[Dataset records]

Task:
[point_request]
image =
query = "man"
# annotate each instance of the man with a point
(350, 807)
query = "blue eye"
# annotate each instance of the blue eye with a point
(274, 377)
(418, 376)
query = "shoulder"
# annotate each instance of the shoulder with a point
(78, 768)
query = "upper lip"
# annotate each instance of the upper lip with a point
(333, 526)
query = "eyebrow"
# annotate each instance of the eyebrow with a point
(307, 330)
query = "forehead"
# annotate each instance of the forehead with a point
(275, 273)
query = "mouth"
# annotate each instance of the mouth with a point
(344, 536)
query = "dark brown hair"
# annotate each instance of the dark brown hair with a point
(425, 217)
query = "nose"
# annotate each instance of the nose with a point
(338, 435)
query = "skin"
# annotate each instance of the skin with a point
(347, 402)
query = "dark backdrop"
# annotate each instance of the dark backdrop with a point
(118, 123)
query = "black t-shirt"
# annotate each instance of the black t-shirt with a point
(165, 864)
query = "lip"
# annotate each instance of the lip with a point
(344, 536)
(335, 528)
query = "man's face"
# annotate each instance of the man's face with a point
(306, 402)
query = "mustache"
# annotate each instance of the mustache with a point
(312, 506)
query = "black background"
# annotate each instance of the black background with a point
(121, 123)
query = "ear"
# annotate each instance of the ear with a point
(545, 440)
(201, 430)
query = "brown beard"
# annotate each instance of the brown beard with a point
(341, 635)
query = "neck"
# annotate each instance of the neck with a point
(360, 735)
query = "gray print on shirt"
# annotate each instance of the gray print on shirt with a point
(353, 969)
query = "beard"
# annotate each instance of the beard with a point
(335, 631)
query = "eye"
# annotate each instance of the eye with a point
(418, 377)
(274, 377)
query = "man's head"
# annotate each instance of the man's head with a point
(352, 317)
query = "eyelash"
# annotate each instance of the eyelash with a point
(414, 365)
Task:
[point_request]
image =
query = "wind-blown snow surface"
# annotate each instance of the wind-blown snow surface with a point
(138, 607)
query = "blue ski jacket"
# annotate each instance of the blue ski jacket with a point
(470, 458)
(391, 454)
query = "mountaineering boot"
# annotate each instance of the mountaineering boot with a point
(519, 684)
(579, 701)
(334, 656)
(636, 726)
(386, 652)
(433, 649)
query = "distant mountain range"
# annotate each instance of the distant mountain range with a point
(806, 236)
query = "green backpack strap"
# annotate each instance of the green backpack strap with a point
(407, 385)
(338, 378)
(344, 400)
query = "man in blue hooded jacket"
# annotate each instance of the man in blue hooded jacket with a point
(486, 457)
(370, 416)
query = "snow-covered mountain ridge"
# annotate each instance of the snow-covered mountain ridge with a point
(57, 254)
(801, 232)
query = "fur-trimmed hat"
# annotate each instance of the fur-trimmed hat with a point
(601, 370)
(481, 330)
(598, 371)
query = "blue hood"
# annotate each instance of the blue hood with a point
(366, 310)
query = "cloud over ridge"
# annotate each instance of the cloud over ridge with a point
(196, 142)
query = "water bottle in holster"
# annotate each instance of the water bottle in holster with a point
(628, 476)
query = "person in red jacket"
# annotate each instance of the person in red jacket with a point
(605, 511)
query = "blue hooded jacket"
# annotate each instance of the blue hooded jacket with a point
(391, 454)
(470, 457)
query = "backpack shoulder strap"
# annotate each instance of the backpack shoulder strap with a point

**THE PROBLEM:** Without leaving anything out, quote all the data.

**COMPLETE OUTPUT:**
Task:
[point_request]
image =
query = "man"
# annotate each instance of the man with a point
(350, 807)
query = "blue eye"
# annotate each instance of the blue eye with a point
(274, 377)
(418, 376)
query = "shoulder"
# annotate each instance of the shoulder with a point
(78, 768)
query = "upper lip"
# annotate each instance of the upper lip with a point
(333, 526)
query = "eyebrow"
# annotate each instance of the eyebrow with a point
(307, 330)
query = "forehead"
# annotate each instance of the forehead with a point
(275, 273)
query = "mouth"
# annotate each instance of the mouth with a point
(344, 536)
query = "dark brown hair"
# annotate each instance of the dark brown hair with a point
(425, 217)
query = "nose"
# annotate each instance of the nose with a point
(338, 435)
query = "skin"
# annotate each instance of the skin with a point
(347, 402)
query = "dark backdrop"
# annotate each instance of the dark backdrop with a point
(118, 123)
query = "black t-shirt"
# annotate each instance of the black t-shirt with a point
(165, 864)
query = "lip"
# annotate each instance of the lip with a point
(344, 536)
(335, 528)
query = "man's face"
# annotate each instance of the man's face with a point
(306, 402)
query = "mustache"
# annotate each instance of the mustache with a point
(312, 506)
query = "black background"
# annotate each instance of the black background with a point
(121, 123)
query = "ear"
# annotate each instance of the ear with a point
(545, 440)
(201, 430)
query = "brown beard"
# annotate each instance of the brown beard with a point
(341, 635)
query = "neck"
# annotate each instance of the neck with a point
(360, 735)
query = "gray print on shirt"
# annotate each instance of the gray print on shirt with a point
(353, 969)
query = "beard"
# annotate each instance of the beard with a point
(335, 631)
query = "eye"
# annotate each instance of the eye with a point
(418, 377)
(274, 377)
query = "man's head"
# annotate each instance of the man's head with a point
(352, 317)
query = "eyelash"
# annotate each instance of the eyelash with a point
(414, 365)
Task:
[point_request]
image =
query = "wind-blown snow surface"
# annotate each instance of the wind-blown snow surface with a point
(138, 607)
query = "blue ski jacket"
# annotate each instance of the blue ski jacket with a point
(470, 458)
(391, 454)
query = "mountaineering boot"
# annotate each instance of the mountaineering boot with a point
(519, 684)
(579, 701)
(334, 656)
(636, 726)
(386, 652)
(433, 649)
query = "distant mountain range"
# annotate each instance of the distant mountain range with a point
(806, 236)
query = "green backpack strap"
# annotate each instance of the green backpack strap with a point
(407, 385)
(338, 378)
(344, 400)
query = "man in blue hooded jacket"
# annotate each instance of the man in blue hooded jacket with a point
(486, 457)
(370, 416)
query = "snow-covered mountain ridge"
# annotate each instance of the snow-covered mountain ridge with a point
(57, 254)
(801, 232)
query = "fur-trimmed hat"
# annotate each instance of the fur-trimmed hat with a point
(601, 370)
(481, 330)
(598, 371)
query = "blue hood"
# annotate each instance of the blue hood with a point
(366, 310)
query = "cloud over ridge"
# annotate each instance of the cloud over ridge with a point
(196, 142)
query = "water bottle in holster"
# annotate each instance of the water bottle in holster with a point
(628, 476)
query = "person in red jacket"
# annotate each instance of the person in red jacket with a point
(605, 511)
query = "blue hooded jacket"
# annotate each instance of the blue hooded jacket with a point
(391, 454)
(470, 457)
query = "backpack shoulder strap"
# annotate each instance of the backpack shoulder strap with a point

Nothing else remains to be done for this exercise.